▶ **TEXTE DE LECTURE**:

Quoi qu’il en soit, dans les années 1880, les Blancs se rendent dans cette zone d’Afrique de l’ouest en voyage dit de « découverte ». Dans un premier temps, c’est le fait d’individus isolés, assistés de porteurs, de guides et de traducteurs africains. Ces derniers sont très souvent des musulmans rompus au commerce sur de longues distances. Ce moment colonial initial correspond à une forme « d’apprivoisement » réciproque. Les cours royales, soucieuses d’en savoir plus sur les intentions réelles des Européens, accueillent les visiteurs avec hospitalité. Les Européens, pour leur part, se présentent systématiquement en « porteurs de paix », désireux d’établir de simples relations commerciales. Très vite, cependant, ces relations vont prendre un tour plus politique voire plus tendu.

▶ **LIGNES FOURNIES**:
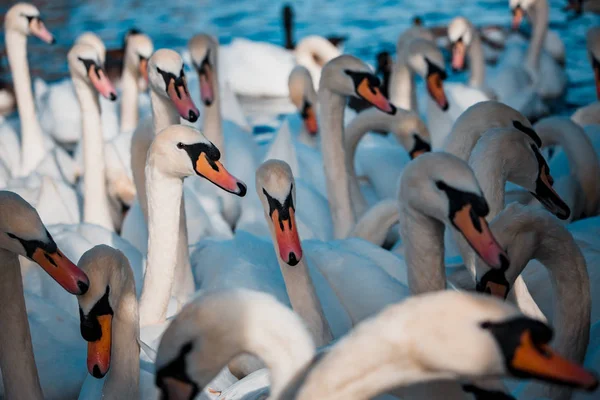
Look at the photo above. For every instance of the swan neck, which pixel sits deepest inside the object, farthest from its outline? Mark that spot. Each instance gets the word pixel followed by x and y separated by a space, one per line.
pixel 96 208
pixel 332 146
pixel 19 373
pixel 164 195
pixel 32 139
pixel 129 101
pixel 476 60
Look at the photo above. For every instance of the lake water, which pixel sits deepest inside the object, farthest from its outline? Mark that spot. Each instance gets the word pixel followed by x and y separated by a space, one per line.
pixel 370 26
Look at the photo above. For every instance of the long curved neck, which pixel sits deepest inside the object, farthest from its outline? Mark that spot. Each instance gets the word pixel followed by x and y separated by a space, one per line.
pixel 96 208
pixel 402 87
pixel 423 251
pixel 540 27
pixel 32 139
pixel 123 378
pixel 361 366
pixel 129 102
pixel 19 373
pixel 304 300
pixel 476 61
pixel 332 116
pixel 164 209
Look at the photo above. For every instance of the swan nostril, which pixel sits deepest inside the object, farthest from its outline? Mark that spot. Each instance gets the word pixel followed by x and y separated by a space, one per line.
pixel 292 260
pixel 83 287
pixel 192 117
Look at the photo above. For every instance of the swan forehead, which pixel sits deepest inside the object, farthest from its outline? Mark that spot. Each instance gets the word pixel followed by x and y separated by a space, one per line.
pixel 167 60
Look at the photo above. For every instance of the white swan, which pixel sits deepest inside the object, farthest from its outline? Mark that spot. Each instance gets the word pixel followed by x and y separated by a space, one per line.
pixel 109 322
pixel 22 233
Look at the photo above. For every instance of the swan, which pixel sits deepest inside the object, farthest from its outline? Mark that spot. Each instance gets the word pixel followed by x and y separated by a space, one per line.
pixel 110 325
pixel 32 150
pixel 342 77
pixel 23 234
pixel 532 233
pixel 575 168
pixel 177 152
pixel 588 115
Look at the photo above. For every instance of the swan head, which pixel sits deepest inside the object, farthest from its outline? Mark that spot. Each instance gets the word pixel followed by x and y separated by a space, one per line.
pixel 426 60
pixel 203 51
pixel 304 97
pixel 167 79
pixel 277 193
pixel 443 187
pixel 111 278
pixel 348 76
pixel 138 50
pixel 22 232
pixel 519 9
pixel 216 327
pixel 460 33
pixel 467 335
pixel 25 19
pixel 87 65
pixel 183 151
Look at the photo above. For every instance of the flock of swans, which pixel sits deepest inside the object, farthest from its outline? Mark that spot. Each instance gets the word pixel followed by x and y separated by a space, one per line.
pixel 331 261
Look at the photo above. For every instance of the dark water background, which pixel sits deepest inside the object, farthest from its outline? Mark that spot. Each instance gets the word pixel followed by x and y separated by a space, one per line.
pixel 369 25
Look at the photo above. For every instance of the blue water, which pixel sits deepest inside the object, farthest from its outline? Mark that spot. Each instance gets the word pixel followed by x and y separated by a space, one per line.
pixel 369 25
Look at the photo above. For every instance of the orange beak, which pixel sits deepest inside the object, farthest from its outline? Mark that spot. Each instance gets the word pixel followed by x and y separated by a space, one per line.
pixel 373 95
pixel 62 270
pixel 435 87
pixel 37 28
pixel 101 82
pixel 458 55
pixel 144 68
pixel 180 96
pixel 540 361
pixel 216 173
pixel 477 232
pixel 517 17
pixel 286 236
pixel 98 361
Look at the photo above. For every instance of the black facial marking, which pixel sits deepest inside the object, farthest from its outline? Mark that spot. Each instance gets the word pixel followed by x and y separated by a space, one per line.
pixel 31 246
pixel 89 64
pixel 179 82
pixel 508 335
pixel 529 132
pixel 544 194
pixel 283 209
pixel 458 199
pixel 434 69
pixel 176 369
pixel 89 325
pixel 195 150
pixel 483 394
pixel 420 145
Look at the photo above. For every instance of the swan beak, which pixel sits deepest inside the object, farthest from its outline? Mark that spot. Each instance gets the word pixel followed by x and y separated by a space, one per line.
pixel 286 235
pixel 458 55
pixel 180 96
pixel 546 194
pixel 101 82
pixel 144 68
pixel 517 17
pixel 38 28
pixel 216 173
pixel 540 361
pixel 477 232
pixel 374 96
pixel 174 389
pixel 62 270
pixel 435 87
pixel 310 118
pixel 98 361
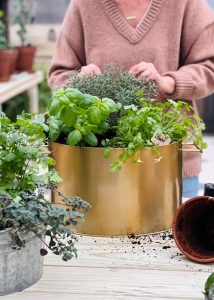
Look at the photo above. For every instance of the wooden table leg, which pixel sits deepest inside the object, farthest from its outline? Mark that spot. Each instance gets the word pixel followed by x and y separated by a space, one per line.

▶ **CONSIGNES**:
1/ Recopiez fidèlement, dans le texte sur les voyages de découverte en Afrique de l’ouest, le passage allant de « Quoi qu’il en » jusqu’à « voire plus tendu. ».
2/ Dans le texte sur les voyages de découverte en Afrique de l’ouest, comment les Européens se présentent-ils systématiquement ?

▶ **RÉSULTATS DE L'EXERCICE**:
1/
Quoi qu’il en soit, dans les années 1880, les Blancs se rendent dans cette zone d’Afrique de l’ouest en voyage dit de « découverte ». Dans un premier temps, c’est le fait d’individus isolés, assistés de porteurs, de guides et de traducteurs africains. Ces derniers sont très souvent des musulmans rompus au commerce sur de longues distances. Ce moment colonial initial correspond à une forme « d’apprivoisement » réciproque. Les cours royales, soucieuses d’en savoir plus sur les intentions réelles des Européens, accueillent les visiteurs avec hospitalité. Les Européens, pour leur part, se présentent systématiquement en « porteurs de paix », désireux d’établir de simples relations commerciales. Très vite, cependant, ces relations vont prendre un tour plus politique voire plus tendu.

2/ En « porteurs de paix », désireux d’établir de simples relations commerciales.